### SUPPLIED RECORDS
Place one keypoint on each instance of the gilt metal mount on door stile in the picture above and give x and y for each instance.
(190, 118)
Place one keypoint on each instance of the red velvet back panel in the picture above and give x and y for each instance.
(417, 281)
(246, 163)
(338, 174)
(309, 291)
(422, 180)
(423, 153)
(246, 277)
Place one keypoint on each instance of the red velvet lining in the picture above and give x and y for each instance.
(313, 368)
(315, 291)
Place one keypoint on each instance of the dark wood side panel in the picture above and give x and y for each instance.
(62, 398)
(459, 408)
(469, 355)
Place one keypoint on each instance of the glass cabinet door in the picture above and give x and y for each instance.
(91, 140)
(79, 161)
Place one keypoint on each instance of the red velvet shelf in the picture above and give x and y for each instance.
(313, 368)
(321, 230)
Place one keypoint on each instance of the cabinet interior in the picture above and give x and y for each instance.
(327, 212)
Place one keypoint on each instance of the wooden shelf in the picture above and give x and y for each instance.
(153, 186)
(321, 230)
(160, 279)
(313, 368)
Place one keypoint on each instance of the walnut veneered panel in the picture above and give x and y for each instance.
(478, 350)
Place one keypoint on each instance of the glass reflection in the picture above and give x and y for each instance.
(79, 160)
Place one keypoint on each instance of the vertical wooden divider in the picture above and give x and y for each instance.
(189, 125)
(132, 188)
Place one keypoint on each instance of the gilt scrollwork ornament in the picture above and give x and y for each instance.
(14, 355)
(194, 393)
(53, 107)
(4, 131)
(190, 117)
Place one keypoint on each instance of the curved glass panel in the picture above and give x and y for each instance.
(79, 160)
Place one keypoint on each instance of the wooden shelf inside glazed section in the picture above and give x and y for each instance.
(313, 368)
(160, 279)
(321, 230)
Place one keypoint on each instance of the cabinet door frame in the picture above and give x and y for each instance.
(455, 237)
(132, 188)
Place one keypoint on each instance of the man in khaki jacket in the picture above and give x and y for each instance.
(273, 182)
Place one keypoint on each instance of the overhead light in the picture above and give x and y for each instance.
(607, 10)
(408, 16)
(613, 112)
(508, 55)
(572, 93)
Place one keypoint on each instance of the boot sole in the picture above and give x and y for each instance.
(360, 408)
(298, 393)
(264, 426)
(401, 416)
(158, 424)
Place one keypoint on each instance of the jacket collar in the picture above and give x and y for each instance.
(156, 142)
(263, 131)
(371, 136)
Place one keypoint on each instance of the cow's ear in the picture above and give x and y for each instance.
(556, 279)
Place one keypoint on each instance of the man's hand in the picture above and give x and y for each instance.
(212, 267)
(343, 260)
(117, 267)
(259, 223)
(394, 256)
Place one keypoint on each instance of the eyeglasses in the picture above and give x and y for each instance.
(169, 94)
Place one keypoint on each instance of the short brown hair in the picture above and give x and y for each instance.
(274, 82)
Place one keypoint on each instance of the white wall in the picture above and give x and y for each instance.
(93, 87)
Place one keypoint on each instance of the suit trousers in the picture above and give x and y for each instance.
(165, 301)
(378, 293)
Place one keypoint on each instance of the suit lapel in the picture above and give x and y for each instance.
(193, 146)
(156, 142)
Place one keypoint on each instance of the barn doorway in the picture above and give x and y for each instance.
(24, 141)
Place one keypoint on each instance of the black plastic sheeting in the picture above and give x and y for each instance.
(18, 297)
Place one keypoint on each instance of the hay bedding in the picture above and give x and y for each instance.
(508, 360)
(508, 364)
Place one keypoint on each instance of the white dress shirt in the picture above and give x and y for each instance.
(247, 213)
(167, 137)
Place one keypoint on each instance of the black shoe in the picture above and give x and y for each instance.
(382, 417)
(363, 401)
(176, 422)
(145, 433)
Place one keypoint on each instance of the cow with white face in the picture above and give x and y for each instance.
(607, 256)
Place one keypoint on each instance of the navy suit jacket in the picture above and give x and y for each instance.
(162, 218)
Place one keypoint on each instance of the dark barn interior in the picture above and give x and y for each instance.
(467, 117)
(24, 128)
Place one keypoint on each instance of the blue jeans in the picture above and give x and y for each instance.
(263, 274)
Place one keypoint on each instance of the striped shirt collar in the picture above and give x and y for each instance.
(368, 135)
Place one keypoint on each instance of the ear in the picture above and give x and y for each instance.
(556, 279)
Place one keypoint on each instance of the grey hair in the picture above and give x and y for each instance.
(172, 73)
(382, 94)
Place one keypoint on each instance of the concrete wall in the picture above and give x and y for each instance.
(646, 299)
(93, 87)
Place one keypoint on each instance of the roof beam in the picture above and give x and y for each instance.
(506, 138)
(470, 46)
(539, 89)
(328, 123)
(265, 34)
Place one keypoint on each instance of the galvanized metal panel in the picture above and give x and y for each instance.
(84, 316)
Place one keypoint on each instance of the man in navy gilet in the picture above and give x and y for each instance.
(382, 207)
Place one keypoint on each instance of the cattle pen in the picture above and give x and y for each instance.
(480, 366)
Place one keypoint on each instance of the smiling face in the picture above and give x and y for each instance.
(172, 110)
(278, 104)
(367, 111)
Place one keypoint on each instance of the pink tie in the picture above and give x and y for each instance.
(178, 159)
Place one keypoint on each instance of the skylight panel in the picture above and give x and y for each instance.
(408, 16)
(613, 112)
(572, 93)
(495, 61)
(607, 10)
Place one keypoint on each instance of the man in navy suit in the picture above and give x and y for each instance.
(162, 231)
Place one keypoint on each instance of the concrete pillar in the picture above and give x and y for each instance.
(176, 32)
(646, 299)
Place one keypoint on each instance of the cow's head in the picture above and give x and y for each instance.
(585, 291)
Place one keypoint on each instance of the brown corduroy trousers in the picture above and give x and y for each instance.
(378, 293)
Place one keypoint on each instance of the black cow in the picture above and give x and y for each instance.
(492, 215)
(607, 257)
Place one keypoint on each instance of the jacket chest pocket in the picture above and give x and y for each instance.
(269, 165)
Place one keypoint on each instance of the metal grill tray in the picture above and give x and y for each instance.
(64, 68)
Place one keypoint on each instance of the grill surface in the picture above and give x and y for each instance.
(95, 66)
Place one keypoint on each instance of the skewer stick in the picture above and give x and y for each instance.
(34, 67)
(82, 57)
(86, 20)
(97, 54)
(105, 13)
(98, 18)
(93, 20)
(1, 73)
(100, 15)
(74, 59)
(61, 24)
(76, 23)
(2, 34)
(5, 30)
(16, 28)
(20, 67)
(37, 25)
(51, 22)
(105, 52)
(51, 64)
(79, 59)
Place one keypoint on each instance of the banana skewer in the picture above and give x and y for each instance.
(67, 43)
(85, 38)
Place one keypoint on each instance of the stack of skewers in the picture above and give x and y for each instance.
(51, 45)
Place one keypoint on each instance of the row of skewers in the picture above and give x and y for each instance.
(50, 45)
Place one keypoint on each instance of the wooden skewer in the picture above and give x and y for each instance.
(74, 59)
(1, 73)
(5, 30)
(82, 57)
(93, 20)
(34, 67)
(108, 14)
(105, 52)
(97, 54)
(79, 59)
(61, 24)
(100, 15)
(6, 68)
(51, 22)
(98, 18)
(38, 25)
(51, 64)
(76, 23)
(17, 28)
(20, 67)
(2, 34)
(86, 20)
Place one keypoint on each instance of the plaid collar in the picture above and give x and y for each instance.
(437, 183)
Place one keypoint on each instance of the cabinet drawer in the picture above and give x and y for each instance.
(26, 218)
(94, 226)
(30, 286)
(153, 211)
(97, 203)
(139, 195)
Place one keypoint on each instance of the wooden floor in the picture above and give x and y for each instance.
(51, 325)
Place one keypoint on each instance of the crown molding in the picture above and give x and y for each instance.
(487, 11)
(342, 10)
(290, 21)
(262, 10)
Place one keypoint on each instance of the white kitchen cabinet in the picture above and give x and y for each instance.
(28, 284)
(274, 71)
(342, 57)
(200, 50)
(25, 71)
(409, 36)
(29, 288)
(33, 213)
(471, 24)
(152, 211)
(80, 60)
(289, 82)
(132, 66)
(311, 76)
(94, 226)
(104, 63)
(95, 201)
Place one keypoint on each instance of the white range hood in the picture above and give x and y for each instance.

### AIM
Give the lines from the one containing "Place one keypoint on each instance of the grill" through the end of the entries again, exactly as written and with no other lines.

### COMPLETED EXERCISE
Place one keypoint on each instance of the grill surface in the picture above and give x and y for each instance.
(95, 66)
Place one keypoint on each instance of the skewer stick in the picture above and give x and y for each instance.
(34, 67)
(82, 57)
(86, 20)
(97, 54)
(105, 13)
(98, 18)
(93, 20)
(1, 73)
(100, 15)
(74, 59)
(61, 24)
(76, 23)
(2, 34)
(5, 30)
(16, 28)
(20, 67)
(37, 25)
(51, 22)
(105, 52)
(51, 64)
(79, 59)
Place one keypoint on each instance of the banana skewer in the picture above and give x and y for each instance.
(67, 43)
(85, 38)
Place one keypoint on each instance of the stack of skewers in the picture above and give x and y for each instance.
(51, 45)
Place one keypoint on each instance of the row of skewers in the picture above and give x and y for each instance.
(50, 45)
Place one keypoint on each instance of the wooden skewer in the picture above and give x and y for each instance.
(74, 59)
(1, 73)
(5, 30)
(82, 57)
(93, 20)
(34, 67)
(108, 14)
(105, 52)
(97, 54)
(79, 59)
(61, 24)
(100, 15)
(6, 68)
(51, 22)
(98, 18)
(38, 25)
(51, 64)
(76, 23)
(17, 28)
(20, 67)
(2, 34)
(86, 20)
Place one keypoint on each instance of the plaid collar in the picture above and give x and y for each instance.
(437, 183)
Place one keypoint on each instance of the cabinet drawer in the picture above and give x and y for each instance.
(26, 218)
(94, 226)
(30, 286)
(153, 211)
(97, 203)
(139, 195)
Place one keypoint on each instance of the wooden floor in the picture above and give x and y for each instance.
(51, 325)
Place one keypoint on each instance of the crown molding in the picture above and give x and y for each instance.
(487, 11)
(342, 10)
(290, 21)
(262, 10)
Place one keypoint on each instance of the white kitchen cabinet in the picture above and give x and y for each instance.
(28, 284)
(274, 71)
(342, 57)
(200, 50)
(25, 71)
(409, 36)
(29, 288)
(33, 213)
(471, 24)
(152, 211)
(80, 60)
(289, 82)
(132, 66)
(311, 76)
(94, 226)
(104, 63)
(95, 201)
Place one keypoint on each instance of the white range hood in the picture above and give x and y for each instance.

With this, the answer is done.